## [Exercise tasks]
**A.** From the article on the jailed Reuters journalists, quote everything from "Around the world, journalists" down to "human rights violations.".
**B.** Answer these questions using the article on the jailed Reuters journalists:
(i) If convicted, how many years in prison could Wa Lone and Kyaw Soe Oo face?
(ii) On what date did Reuters bring on Amal Clooney?
(iii) In which country was Khadija Ismayilova jailed?

## [Passage shown]
At the end of May—more than six months after they were first arrested—Reuters journalists Wa Lone and Kyaw Soe Oo expect the judge in their case to decide whether or not to charge them with violating Myanmar’s colonial-era Official Secrets Act. If ultimately convicted, they face up to 14 years in prison.
The Burmese authorities—including the country’s state counsellor, Aung San Suu Kyi—want the world to believe their trial is a deliberative and independent process in which both sides are given the opportunity to present evidence. But the Reuters legal team knows what it’s up against. On March 29, Reuters brought on renowned international human rights lawyer Amal Clooney. “Wa Lone and Kyaw Soe Oo are being prosecuted simply because they reported the news,” Clooney said in a statement, referring to their groundbreaking reporting on violence against Burma’s Rohingya Muslim minority.
Around the world, journalists are being imprisoned in record numbers. Reporters working for international media organizations in places like Iran, Egypt, Turkey, and Azerbaijan have jailed by governments seeking to suppress international coverage of corruption and human rights violations.
These imprisonments put news organizations and their advocates in a tough spot. They can’t win on merit in a politicized legal system that is stacked against them. And they can’t apply political pressure too directly because it’s easy for a country’s president or prime minister (or state counsellor) to claim that the judiciary is independent and that they can’t interfere. They must thread a needle between legal argumentation and public pressure to change the political calculation. Once they do that, they must give the government a face-saving way out, which often involves pardoning the journalist or releasing them on parole.
Clooney is expert at this, judging by two other cases of imprisoned journalists. She first became involved in defending imprisoned journalists when she took up the case of Mohamed Fahmy, an Al Jazeera producer imprisoned in Egypt in 2013. And in early 2016, she joined the team defending journalist Khadija Ismayilova, who was jailed in Azerbaijan in reprisal for her reporting on corruption.
Fahmy is an experienced war correspondent who has covered the Middle East for a variety of media outlets, including CNN. He was arrested in December 2013 along with two colleagues, Peter Greste and Baher Mohamed, soon after taking up a new position with Al Jazeera English in Cairo. All three were initially charged with “distorting the country’s image abroad” and “fabricating news to aid the Muslim Brotherhood,” which the Egyptian government had branded a terrorist group. Fahmy, who split with co-defendants in alleging that his employer Al Jazeera had acted negligently, brought on Clooney as his personal lawyer after being introduced by a CNN colleague.

## [Supplied data]
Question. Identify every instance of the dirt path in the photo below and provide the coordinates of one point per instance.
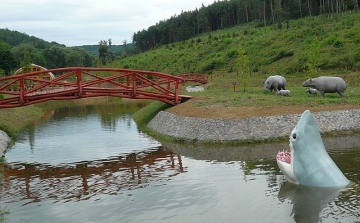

## [Exercise solutions]
**A.**
Around the world, journalists are being imprisoned in record numbers. Reporters working for international media organizations in places like Iran, Egypt, Turkey, and Azerbaijan have jailed by governments seeking to suppress international coverage of corruption and human rights violations.

**B.**
(i) Up to 14 years
(ii) March 29
(iii) Azerbaijan